Gather every line of the records that contains the word "instance" and copy each one unchanged.

** Start **

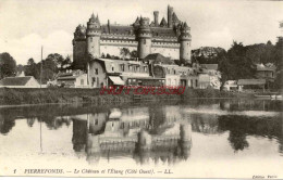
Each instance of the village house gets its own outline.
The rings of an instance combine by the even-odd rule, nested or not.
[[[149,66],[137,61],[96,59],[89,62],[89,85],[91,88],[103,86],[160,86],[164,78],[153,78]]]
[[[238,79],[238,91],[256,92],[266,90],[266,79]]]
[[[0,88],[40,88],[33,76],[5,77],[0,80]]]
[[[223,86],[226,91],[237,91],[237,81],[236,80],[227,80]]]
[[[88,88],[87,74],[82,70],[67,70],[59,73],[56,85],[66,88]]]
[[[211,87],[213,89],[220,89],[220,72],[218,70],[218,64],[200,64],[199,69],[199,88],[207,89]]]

** End **

TASK ANSWER:
Each instance of the village house gets its own outline.
The rings of an instance combine by the even-odd rule, nested or not.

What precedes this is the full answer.